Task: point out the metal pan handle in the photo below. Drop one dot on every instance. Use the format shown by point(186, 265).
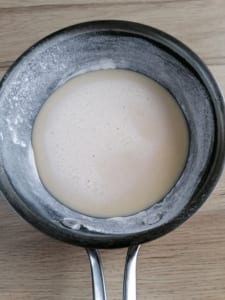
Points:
point(129, 283)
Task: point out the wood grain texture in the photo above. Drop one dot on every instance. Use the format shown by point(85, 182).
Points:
point(189, 263)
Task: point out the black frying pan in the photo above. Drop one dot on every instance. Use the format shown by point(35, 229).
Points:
point(106, 45)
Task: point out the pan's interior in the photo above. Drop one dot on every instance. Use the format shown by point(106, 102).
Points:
point(50, 64)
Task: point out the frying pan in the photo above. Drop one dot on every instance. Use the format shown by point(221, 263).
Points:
point(109, 45)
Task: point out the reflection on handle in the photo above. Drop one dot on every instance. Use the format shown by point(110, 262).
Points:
point(129, 283)
point(98, 284)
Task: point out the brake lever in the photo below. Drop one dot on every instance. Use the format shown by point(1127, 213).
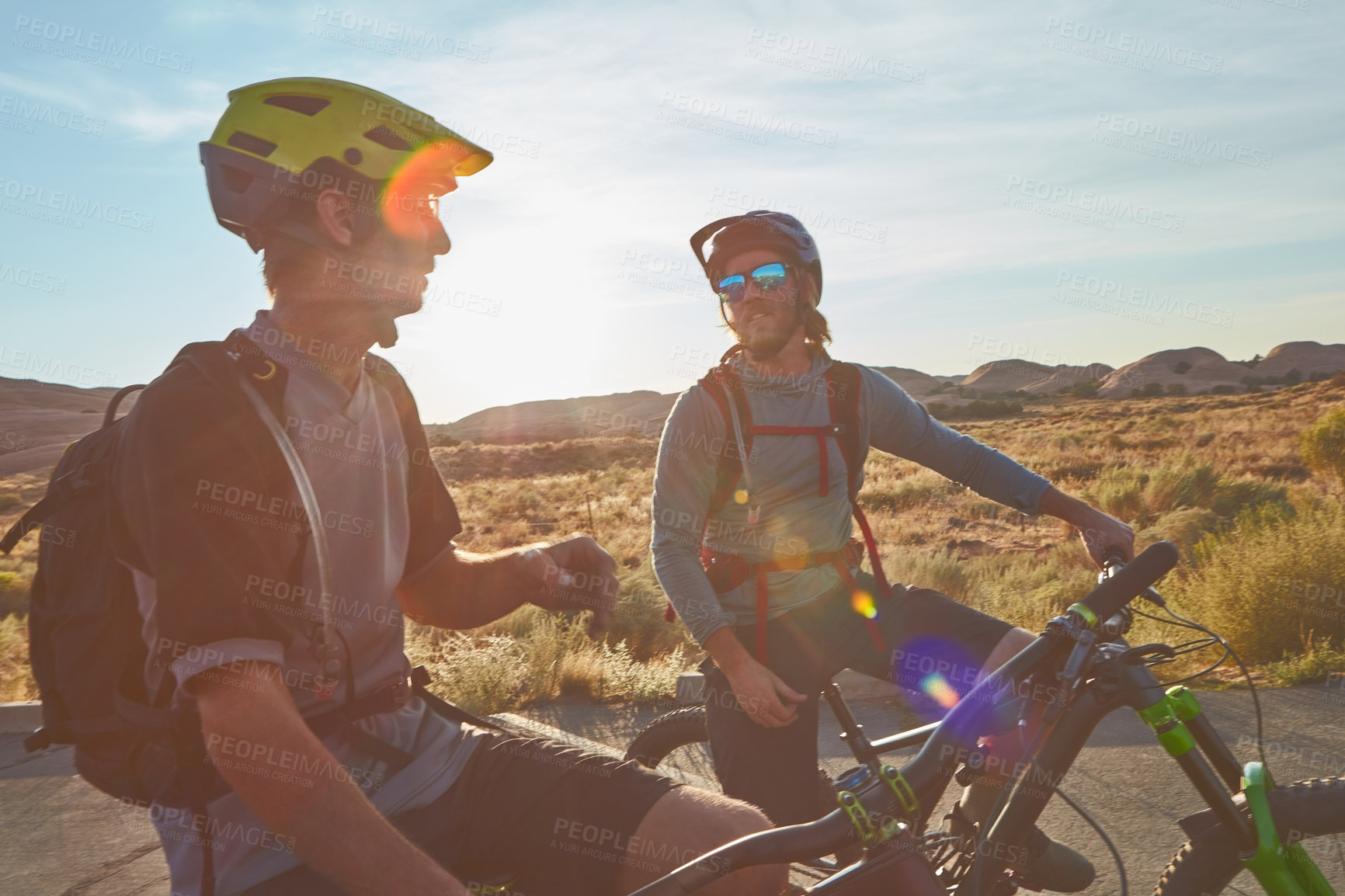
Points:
point(1137, 655)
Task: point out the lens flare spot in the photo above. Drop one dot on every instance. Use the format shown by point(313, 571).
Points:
point(939, 689)
point(863, 604)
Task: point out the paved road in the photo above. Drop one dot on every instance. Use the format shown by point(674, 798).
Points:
point(60, 835)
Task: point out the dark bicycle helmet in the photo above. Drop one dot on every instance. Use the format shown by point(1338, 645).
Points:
point(720, 240)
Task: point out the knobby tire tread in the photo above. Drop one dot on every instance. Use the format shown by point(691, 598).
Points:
point(1207, 864)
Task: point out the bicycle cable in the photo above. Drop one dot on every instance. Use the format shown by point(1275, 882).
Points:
point(1115, 855)
point(1229, 651)
point(1251, 685)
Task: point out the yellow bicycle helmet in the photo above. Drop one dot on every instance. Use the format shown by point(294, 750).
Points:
point(287, 141)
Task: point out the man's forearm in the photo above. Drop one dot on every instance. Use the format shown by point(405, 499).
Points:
point(727, 650)
point(1074, 512)
point(467, 591)
point(321, 811)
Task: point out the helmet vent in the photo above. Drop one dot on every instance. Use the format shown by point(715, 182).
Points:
point(306, 106)
point(385, 136)
point(235, 179)
point(248, 143)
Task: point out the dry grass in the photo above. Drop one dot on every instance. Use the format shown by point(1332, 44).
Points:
point(1223, 477)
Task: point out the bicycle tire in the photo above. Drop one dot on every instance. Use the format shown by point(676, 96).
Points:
point(1207, 864)
point(669, 732)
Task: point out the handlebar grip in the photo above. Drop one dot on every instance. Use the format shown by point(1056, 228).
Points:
point(1130, 580)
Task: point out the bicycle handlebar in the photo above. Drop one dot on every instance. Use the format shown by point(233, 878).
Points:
point(823, 835)
point(1131, 580)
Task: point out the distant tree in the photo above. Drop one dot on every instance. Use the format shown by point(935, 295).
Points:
point(1324, 444)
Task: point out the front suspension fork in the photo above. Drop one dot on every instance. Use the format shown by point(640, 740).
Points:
point(1180, 725)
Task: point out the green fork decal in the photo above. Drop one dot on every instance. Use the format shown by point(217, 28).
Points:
point(1284, 870)
point(1166, 721)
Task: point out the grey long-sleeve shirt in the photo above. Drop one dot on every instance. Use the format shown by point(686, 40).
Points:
point(777, 510)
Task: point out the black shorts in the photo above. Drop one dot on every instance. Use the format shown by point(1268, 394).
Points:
point(527, 815)
point(920, 639)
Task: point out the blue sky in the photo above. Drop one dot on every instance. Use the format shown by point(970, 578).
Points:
point(1058, 182)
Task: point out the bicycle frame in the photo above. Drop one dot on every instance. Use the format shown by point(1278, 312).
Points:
point(1118, 681)
point(1093, 681)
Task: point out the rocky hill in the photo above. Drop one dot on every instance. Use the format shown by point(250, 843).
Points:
point(1305, 357)
point(1028, 376)
point(40, 418)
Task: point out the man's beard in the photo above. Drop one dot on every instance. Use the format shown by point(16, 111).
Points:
point(764, 346)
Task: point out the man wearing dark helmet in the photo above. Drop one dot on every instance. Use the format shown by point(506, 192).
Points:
point(301, 760)
point(752, 533)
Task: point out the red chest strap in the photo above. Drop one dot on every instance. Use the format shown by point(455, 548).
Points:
point(821, 432)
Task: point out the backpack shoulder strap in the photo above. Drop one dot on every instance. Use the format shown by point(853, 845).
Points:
point(724, 387)
point(843, 396)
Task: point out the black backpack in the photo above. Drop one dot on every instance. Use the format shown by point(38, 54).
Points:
point(84, 627)
point(85, 637)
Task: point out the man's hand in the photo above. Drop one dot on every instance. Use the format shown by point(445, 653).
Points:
point(575, 574)
point(1103, 533)
point(762, 694)
point(1098, 530)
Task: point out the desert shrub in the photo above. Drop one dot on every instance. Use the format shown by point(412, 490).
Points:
point(487, 673)
point(1324, 444)
point(1273, 580)
point(1142, 497)
point(1028, 589)
point(15, 675)
point(907, 493)
point(1313, 664)
point(938, 569)
point(1184, 528)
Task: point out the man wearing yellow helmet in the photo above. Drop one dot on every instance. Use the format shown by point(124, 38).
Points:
point(311, 766)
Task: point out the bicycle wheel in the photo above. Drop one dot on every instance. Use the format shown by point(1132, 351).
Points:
point(677, 745)
point(1309, 810)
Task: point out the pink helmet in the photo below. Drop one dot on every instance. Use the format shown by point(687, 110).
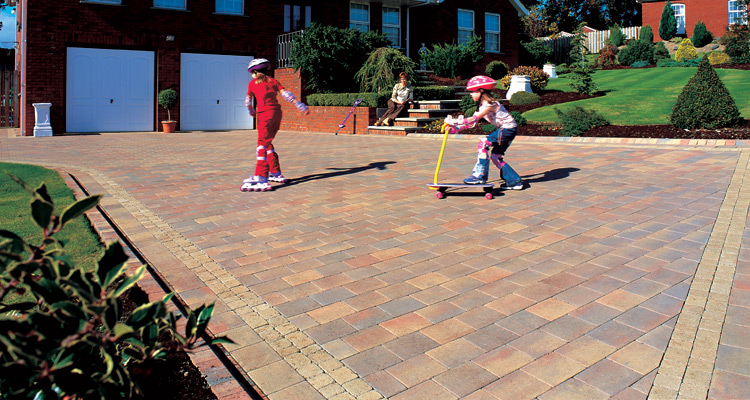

INSTRUCTION: Copy all of the material above word for word, omitting the pictures.

EXERCISE RESULT:
Task: point out the metal pan handle in the photo below. Drop one dot on every instance. Use the format shown by point(186, 265).
Points:
point(129, 283)
Task: point out the wood grain texture in the photo above. Drop one dot on every instance. Use the format shown by point(85, 182).
Points:
point(189, 263)
Task: point out the black frying pan in the photo above. Drop one dot on every instance. Use the format shown by point(35, 229).
Points:
point(106, 45)
Task: point out the pan's interior in the photo above. Drop one dot on every instance. Use the format shown by point(106, 102).
Points:
point(50, 64)
Task: point out the frying pan in the photo above. Drop one dot on every instance. Use the format shown by point(221, 263).
Points:
point(109, 45)
Task: point out the reflection on handle in the photo above. Drop one dot on every instance. Use the format shown by point(110, 262).
Points:
point(129, 283)
point(98, 284)
Task: point out the brake lever in the photo below. Drop one dot on every instance. Use the format shown by point(1127, 213).
Points:
point(1137, 655)
Task: point out the lens flare spot in the photo above. Drop one dot on every instance. Use the format shown by point(313, 571).
Points:
point(939, 689)
point(863, 604)
Task: point out the paved road in the photo above. Drop one dot on every instance. Use the format shown by point(674, 798).
Points:
point(60, 835)
Task: point out the dark bicycle helmet in the photo above. Drop one dot on every instance. Use the format shown by point(1338, 645).
Points:
point(720, 240)
Task: point out the knobby tire tread in the photo above. Drop one dot on every instance. Use the format shown by point(691, 598).
Points:
point(1207, 864)
Task: point out the bicycle cable in the photo above. Drop one dot on every instance. Use the format shown by point(1275, 882).
Points:
point(1115, 855)
point(1229, 651)
point(1251, 685)
Task: point out the yellow bicycle helmet in the photo above. Drop one dot on every instance. Use the format shown by point(294, 750).
Points:
point(287, 141)
Task: point out the man's forearm in the photo above. Drop one dot on every instance. Use the format shown by point(405, 499).
Points:
point(727, 650)
point(1074, 512)
point(467, 591)
point(321, 811)
Task: point out the helmet vent in the photo above. Drop one dot on every instance. Use the format shown by point(715, 182).
Points:
point(306, 106)
point(385, 136)
point(235, 179)
point(248, 143)
Task: point out the dry grass in the photo above. Drop one dot on every instance. Use the format shown by point(1332, 44).
Points:
point(1223, 477)
Task: point out the bicycle tire in the photo above. Drop one dot on every instance. Use the format shown by point(676, 96).
Points:
point(1207, 864)
point(669, 732)
Task: point out the handlebar grip in the photo above. Drop one dot on every instance. Use the format shown by point(1056, 228).
Points:
point(1130, 580)
Task: point out the bicycle handlebar in the photo above. Drop one dot on every instance. Use the format shown by point(233, 878).
Points:
point(823, 835)
point(1131, 580)
Task: point out the distant tree in the photo above. Drop one dot on every instance. Use the format shown by point(935, 295).
Points:
point(1324, 444)
Task: point out the front suspension fork in the photo above. Drop one dot on every instance. Use the format shown by point(640, 740).
Points:
point(1180, 725)
Task: point out the green fork decal in the photo above. Drop one dot on every instance. Use the format shown by point(217, 28).
Points:
point(1284, 870)
point(1166, 721)
Task: point out the grey long-sleeve shirt in the photo above. Drop one dot on every instance. Use the format shown by point(686, 40).
Points:
point(777, 510)
Task: point out the black shorts in the photo above. Drop one dot on every instance. Use the format shown by point(1268, 394).
Points:
point(527, 815)
point(920, 639)
Task: point out the blue sky in the photo above. Drop one dot on every instance. Use the format shown by point(970, 578).
Points:
point(1058, 182)
Task: point out the bicycle frame in the photo above. Drop one dot on every instance. Use the format shown by point(1278, 312).
Points:
point(1118, 681)
point(1093, 681)
Task: point out the rocky hill in the photo above. Drop one dot on every instance. Use the format shown by point(250, 843).
Points:
point(1305, 357)
point(1028, 376)
point(40, 418)
Task: point out the man's beard in the photo above. Drop one dot on every instance. Use the format shown by point(16, 111).
Points:
point(764, 346)
Task: point out the man wearing dark helmet in the photo above. Drop one dot on every instance. Use the format shown by point(506, 192).
Points:
point(301, 760)
point(752, 533)
Task: point out the red chest strap in the photo above. Drop one dot on every instance. Use the format shown by point(455, 548).
Points:
point(821, 432)
Task: point out the backpack shoulder strap in the photo above. Drop one dot on every instance. Use the format shown by point(853, 845).
Points:
point(724, 387)
point(843, 396)
Task: point out the black backpack in the photo above. Drop one dot on every instance. Use the format shown by point(38, 54).
Points:
point(84, 627)
point(85, 637)
Task: point out the man's hand in the photo above. Drop one dot on every instance. Use the format shown by point(445, 653).
Points:
point(575, 574)
point(1103, 533)
point(762, 694)
point(1098, 530)
Task: point out the desert shrub in the photo above. Drop one dot on every instance. Use the format shown by point(412, 490).
Points:
point(487, 673)
point(1324, 444)
point(1273, 580)
point(1142, 497)
point(1028, 589)
point(15, 675)
point(907, 493)
point(1313, 664)
point(938, 569)
point(1184, 528)
Task: point out the man wearing yellow helmet in the photo above. Drop one dot on every instance. Use the format shown by point(124, 38).
Points:
point(311, 766)
Task: point out the bicycle wheel in the photo above. Drop one dot on every instance. Use the format shown by point(1132, 351).
Points:
point(677, 745)
point(1309, 810)
Task: point out the pink helmet in the photo below. Drop one dot on every instance. Use the format shown by point(687, 110).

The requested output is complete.